**INSTRUÇÃO A:** Indique se cada afirmação concorda com o texto sobre clonagem de animais, respondendo sim ou não e citando as palavras decisivas do texto: (i) A vaca Vitória nasceu em março de 2001 a partir de células de um embrião. (ii) Para que a ovelha Dolly vingasse, foram desperdiçados 300 embriões. (iii) Marcolino é o primeiro clone brasileiro.
**INSTRUÇÃO B:** Segundo o texto sobre clonagem de animais, de que doença comum nos idosos sofre a ovelha Dolly?
### TEXTO PARA LEITURA
Auto-estima – Visintin suspeita que mais duas vacas foram vítimas do mesmo engano e devem dar à luz – em quatro e oito meses – bezerros em vez de bezerras. Marcolino é o segundo clone brasileiro. Divide a fama com a vaca Vitória, que nasceu em março de 2001 a partir de células de um embrião e se prepara para gerar o clone de si própria. “Um erro desses é inconcebível”, disparou Rodolfo Rumpf, pesquisador da Empresa Brasileira de Projetos Agro-Pecuários (Embrapa), um dos pais de Vitória. “O brasileiro ridicularizou a experiência porque tem síndrome de baixa auto-estima. A ciência é feita de tentativa e erro. Só sabemos o que acontece lá fora na hora do sucesso”, rebate José Fernando Perez, diretor da Fundação de Amparo à Pesquisa do Estado de São Paulo, um dos financiadores da experiência. Para que a ovelha Dolly, primeiro clone do mundo, vingasse, foram desperdiçados 277 embriões. Seu criador, o escocês Ian Wilmut, divulgou há duas semanas um estudo no qual afirma que quase todos os clones têm defeitos, como órgãos de tamanho desproporcional, disfunções cardíacas e respiratórias. Há ainda dúvidas sobre seu envelhecimento precoce. Gerada em 1997 a partir das células de uma ovelha adulta, Dolly nasceu com alta quilometragem e sofre de artrite, doença comum nos idosos.
######
### DADOS FORNECIDOS
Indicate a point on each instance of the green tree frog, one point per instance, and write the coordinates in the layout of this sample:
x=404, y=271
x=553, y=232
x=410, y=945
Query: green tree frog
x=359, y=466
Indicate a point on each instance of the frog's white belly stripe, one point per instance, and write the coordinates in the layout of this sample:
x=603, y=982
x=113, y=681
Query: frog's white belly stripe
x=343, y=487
######
**SAÍDA ESPERADA A:**
(i) Sim: "nasceu em março de 2001 a partir de células de um embrião".
(ii) Não: "foram desperdiçados 277 embriões".
(iii) Não: "Marcolino é o segundo clone brasileiro".

**SAÍDA ESPERADA B:** Artrite.